-- Required action --
All that should appear is the run of lines from the one containing "Task: mark each instance of the grassy ground" through the end of the records, each repeated exactly.
====== Data excerpts ======
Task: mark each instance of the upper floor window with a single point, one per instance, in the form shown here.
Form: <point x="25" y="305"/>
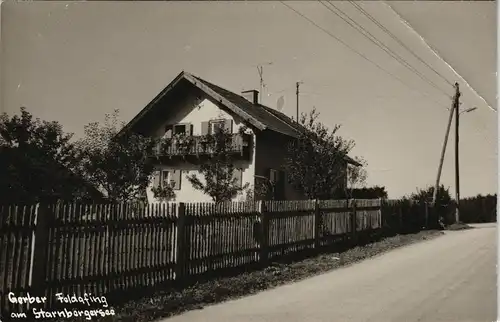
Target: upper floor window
<point x="180" y="129"/>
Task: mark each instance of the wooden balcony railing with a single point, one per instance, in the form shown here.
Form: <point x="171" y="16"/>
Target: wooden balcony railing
<point x="198" y="145"/>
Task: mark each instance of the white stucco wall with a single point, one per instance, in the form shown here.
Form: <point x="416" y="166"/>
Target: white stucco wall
<point x="196" y="111"/>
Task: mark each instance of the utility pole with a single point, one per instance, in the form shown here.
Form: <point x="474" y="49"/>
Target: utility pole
<point x="457" y="169"/>
<point x="260" y="69"/>
<point x="443" y="150"/>
<point x="297" y="93"/>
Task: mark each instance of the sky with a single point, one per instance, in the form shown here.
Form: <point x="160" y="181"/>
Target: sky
<point x="75" y="61"/>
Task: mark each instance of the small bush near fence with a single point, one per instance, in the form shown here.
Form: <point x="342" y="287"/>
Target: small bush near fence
<point x="116" y="250"/>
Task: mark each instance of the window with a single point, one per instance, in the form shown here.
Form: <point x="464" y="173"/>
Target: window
<point x="179" y="128"/>
<point x="166" y="178"/>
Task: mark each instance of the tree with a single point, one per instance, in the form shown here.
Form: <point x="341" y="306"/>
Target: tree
<point x="217" y="172"/>
<point x="369" y="193"/>
<point x="315" y="162"/>
<point x="38" y="162"/>
<point x="117" y="163"/>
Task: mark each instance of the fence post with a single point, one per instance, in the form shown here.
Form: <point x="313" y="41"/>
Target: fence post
<point x="426" y="211"/>
<point x="181" y="251"/>
<point x="354" y="221"/>
<point x="38" y="270"/>
<point x="317" y="225"/>
<point x="264" y="237"/>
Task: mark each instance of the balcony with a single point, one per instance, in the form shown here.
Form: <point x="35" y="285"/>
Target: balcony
<point x="199" y="147"/>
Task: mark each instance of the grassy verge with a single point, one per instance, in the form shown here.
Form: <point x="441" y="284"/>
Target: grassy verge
<point x="459" y="226"/>
<point x="171" y="302"/>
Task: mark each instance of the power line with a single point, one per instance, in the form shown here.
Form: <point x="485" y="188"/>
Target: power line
<point x="355" y="51"/>
<point x="403" y="21"/>
<point x="376" y="22"/>
<point x="379" y="44"/>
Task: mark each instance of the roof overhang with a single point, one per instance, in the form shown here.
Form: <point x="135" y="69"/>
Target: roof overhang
<point x="209" y="92"/>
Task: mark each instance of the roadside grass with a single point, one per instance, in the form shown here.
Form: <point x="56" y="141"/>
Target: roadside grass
<point x="459" y="226"/>
<point x="174" y="301"/>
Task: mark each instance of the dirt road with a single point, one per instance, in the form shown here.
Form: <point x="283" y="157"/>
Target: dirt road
<point x="451" y="278"/>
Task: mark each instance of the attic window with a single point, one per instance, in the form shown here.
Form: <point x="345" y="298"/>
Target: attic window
<point x="216" y="126"/>
<point x="180" y="128"/>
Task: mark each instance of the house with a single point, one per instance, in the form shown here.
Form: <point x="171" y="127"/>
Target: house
<point x="195" y="107"/>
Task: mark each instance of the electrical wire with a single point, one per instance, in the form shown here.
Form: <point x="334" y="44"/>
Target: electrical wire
<point x="358" y="53"/>
<point x="376" y="22"/>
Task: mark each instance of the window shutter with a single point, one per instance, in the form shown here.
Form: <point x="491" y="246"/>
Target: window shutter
<point x="238" y="175"/>
<point x="176" y="179"/>
<point x="156" y="179"/>
<point x="228" y="125"/>
<point x="168" y="131"/>
<point x="189" y="129"/>
<point x="280" y="185"/>
<point x="204" y="128"/>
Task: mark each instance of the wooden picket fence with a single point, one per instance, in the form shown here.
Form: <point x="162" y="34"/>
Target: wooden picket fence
<point x="120" y="248"/>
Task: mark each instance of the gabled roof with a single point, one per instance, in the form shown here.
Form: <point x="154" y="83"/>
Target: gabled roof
<point x="259" y="116"/>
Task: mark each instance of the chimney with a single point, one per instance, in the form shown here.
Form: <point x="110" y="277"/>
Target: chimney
<point x="251" y="95"/>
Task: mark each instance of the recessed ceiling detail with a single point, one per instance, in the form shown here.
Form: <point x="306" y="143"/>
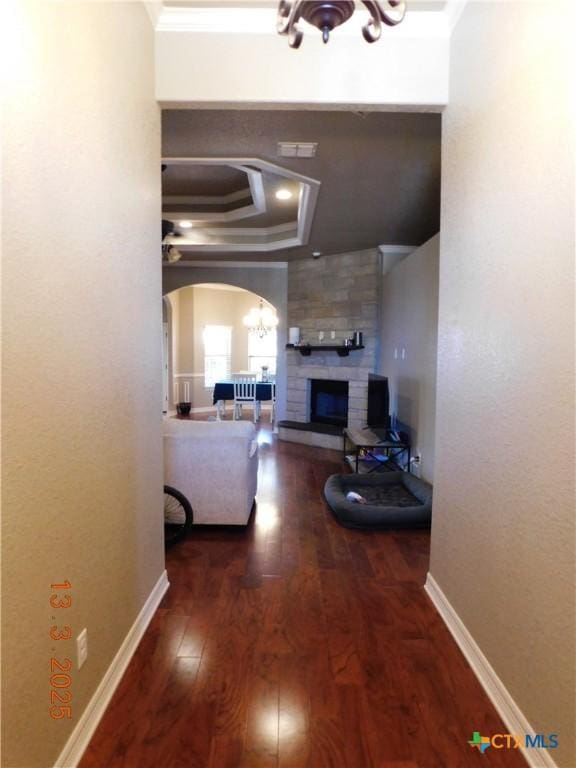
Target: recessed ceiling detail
<point x="231" y="205"/>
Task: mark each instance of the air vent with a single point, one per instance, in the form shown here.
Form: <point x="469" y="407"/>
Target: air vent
<point x="297" y="149"/>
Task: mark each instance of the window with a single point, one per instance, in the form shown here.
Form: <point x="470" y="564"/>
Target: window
<point x="217" y="353"/>
<point x="262" y="351"/>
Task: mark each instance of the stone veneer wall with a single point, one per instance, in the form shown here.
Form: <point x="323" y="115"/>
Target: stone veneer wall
<point x="338" y="293"/>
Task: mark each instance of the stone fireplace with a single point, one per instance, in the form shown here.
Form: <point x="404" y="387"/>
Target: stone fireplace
<point x="331" y="297"/>
<point x="328" y="402"/>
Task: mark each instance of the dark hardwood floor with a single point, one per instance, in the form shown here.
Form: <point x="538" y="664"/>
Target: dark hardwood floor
<point x="297" y="643"/>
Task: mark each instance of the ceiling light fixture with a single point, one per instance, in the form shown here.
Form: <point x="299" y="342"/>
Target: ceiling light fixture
<point x="328" y="14"/>
<point x="260" y="320"/>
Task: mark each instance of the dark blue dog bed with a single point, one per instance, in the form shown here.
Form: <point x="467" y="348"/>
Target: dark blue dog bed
<point x="393" y="500"/>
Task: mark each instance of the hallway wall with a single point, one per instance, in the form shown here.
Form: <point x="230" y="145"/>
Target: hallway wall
<point x="81" y="447"/>
<point x="503" y="523"/>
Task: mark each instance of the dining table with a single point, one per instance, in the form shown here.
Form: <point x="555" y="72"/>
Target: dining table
<point x="224" y="390"/>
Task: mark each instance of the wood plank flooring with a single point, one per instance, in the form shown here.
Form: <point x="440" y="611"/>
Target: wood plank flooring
<point x="297" y="643"/>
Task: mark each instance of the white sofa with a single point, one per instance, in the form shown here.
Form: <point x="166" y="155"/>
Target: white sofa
<point x="215" y="465"/>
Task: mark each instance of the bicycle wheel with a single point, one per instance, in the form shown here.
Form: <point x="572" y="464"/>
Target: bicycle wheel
<point x="178" y="516"/>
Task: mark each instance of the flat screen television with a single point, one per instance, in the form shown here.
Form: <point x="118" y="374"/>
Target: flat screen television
<point x="378" y="403"/>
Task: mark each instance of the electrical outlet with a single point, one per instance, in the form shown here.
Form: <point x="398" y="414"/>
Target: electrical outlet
<point x="82" y="647"/>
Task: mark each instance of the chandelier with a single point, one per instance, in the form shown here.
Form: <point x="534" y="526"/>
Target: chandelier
<point x="260" y="320"/>
<point x="332" y="13"/>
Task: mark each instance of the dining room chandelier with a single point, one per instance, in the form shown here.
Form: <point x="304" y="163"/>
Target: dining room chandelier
<point x="260" y="320"/>
<point x="328" y="14"/>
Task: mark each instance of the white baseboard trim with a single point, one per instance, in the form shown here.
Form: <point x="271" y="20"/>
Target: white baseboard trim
<point x="498" y="694"/>
<point x="90" y="718"/>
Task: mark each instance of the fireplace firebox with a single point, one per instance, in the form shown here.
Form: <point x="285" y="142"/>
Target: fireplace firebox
<point x="329" y="402"/>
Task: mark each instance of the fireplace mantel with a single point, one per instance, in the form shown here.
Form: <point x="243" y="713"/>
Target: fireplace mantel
<point x="307" y="349"/>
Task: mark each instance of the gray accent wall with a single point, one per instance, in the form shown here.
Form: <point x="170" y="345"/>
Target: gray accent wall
<point x="409" y="346"/>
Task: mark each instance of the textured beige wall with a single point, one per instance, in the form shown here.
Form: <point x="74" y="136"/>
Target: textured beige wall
<point x="81" y="448"/>
<point x="409" y="321"/>
<point x="503" y="524"/>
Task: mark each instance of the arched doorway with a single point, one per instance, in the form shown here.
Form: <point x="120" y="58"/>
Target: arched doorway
<point x="209" y="341"/>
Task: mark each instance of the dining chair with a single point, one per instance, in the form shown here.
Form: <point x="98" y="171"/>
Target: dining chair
<point x="245" y="392"/>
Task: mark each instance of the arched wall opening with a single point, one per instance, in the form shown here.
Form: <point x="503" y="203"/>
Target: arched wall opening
<point x="196" y="297"/>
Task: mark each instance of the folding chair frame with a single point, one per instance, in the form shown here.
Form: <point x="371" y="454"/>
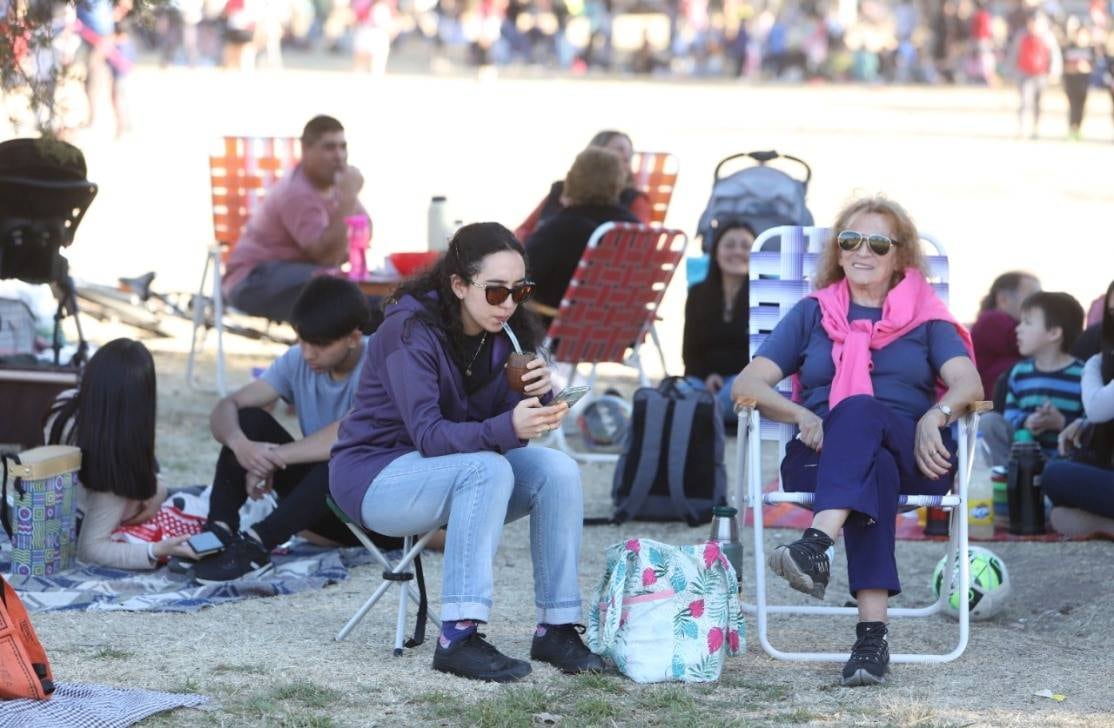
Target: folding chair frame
<point x="240" y="175"/>
<point x="398" y="573"/>
<point x="611" y="333"/>
<point x="749" y="483"/>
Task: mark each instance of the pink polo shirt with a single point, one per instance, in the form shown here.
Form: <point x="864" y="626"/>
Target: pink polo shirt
<point x="293" y="216"/>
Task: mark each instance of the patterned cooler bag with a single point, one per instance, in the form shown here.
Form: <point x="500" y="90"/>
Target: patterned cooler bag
<point x="665" y="612"/>
<point x="39" y="510"/>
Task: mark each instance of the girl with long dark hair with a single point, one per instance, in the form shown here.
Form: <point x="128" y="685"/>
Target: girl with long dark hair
<point x="1082" y="489"/>
<point x="110" y="417"/>
<point x="436" y="436"/>
<point x="716" y="338"/>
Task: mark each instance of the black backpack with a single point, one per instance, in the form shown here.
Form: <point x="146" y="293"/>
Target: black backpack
<point x="672" y="463"/>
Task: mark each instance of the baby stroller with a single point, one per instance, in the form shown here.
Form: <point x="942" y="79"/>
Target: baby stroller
<point x="763" y="196"/>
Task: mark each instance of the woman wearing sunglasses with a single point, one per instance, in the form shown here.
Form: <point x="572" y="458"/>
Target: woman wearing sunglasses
<point x="436" y="436"/>
<point x="869" y="346"/>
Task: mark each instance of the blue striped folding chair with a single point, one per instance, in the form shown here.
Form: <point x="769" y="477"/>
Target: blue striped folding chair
<point x="778" y="281"/>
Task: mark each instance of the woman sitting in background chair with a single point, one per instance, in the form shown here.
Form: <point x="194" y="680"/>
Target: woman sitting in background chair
<point x="869" y="346"/>
<point x="1082" y="489"/>
<point x="629" y="196"/>
<point x="716" y="337"/>
<point x="592" y="187"/>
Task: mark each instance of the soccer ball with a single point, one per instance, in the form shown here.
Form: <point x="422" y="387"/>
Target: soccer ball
<point x="989" y="584"/>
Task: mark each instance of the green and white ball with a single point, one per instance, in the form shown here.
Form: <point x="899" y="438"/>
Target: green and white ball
<point x="989" y="586"/>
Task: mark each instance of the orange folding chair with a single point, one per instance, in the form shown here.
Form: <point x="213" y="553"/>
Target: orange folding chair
<point x="241" y="171"/>
<point x="655" y="173"/>
<point x="611" y="303"/>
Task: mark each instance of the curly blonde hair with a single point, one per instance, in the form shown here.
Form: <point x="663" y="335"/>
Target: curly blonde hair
<point x="905" y="235"/>
<point x="596" y="177"/>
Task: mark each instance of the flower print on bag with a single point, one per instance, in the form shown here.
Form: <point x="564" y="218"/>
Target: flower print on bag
<point x="714" y="640"/>
<point x="711" y="553"/>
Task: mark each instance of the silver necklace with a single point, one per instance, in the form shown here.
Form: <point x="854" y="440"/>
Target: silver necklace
<point x="468" y="370"/>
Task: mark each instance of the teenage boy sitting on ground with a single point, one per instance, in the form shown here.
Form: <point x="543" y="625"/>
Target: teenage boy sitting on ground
<point x="1043" y="392"/>
<point x="318" y="375"/>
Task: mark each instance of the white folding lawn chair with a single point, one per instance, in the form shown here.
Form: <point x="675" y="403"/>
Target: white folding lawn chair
<point x="393" y="573"/>
<point x="778" y="282"/>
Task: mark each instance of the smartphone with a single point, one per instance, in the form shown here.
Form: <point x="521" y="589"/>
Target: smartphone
<point x="570" y="395"/>
<point x="205" y="543"/>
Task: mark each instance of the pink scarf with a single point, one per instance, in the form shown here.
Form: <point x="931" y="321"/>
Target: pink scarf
<point x="908" y="305"/>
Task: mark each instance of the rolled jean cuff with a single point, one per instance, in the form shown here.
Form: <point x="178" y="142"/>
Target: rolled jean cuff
<point x="566" y="612"/>
<point x="468" y="608"/>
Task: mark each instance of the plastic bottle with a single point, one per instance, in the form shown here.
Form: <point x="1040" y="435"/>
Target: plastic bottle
<point x="725" y="532"/>
<point x="359" y="232"/>
<point x="980" y="494"/>
<point x="438" y="227"/>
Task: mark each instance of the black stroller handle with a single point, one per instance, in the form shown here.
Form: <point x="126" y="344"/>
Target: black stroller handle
<point x="763" y="158"/>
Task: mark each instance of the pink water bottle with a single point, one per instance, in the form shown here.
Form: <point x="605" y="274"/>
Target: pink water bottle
<point x="359" y="237"/>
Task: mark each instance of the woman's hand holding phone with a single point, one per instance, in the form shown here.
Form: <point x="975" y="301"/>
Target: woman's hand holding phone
<point x="531" y="420"/>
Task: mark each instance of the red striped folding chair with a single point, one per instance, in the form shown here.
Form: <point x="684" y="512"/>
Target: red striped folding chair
<point x="778" y="282"/>
<point x="612" y="301"/>
<point x="241" y="171"/>
<point x="655" y="173"/>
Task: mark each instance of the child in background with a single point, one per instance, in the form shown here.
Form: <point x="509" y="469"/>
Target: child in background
<point x="1043" y="394"/>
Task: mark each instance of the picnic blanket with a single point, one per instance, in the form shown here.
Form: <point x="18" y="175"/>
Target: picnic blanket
<point x="93" y="706"/>
<point x="91" y="588"/>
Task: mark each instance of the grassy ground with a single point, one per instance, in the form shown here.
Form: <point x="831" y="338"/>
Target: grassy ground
<point x="273" y="661"/>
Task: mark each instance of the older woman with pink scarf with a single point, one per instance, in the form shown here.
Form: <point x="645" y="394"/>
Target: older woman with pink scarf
<point x="883" y="369"/>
======
-- Answer to the exercise --
Task: mark each instance of the grassy ground with a single point, one per instance, in the form shown here.
Form: <point x="831" y="338"/>
Target: grassy ground
<point x="273" y="661"/>
Task: mark each instance of the older woman with pink scarf with a single point, one per instance, in the form shown here.
Form: <point x="645" y="394"/>
Target: older woman with pink scarf
<point x="883" y="369"/>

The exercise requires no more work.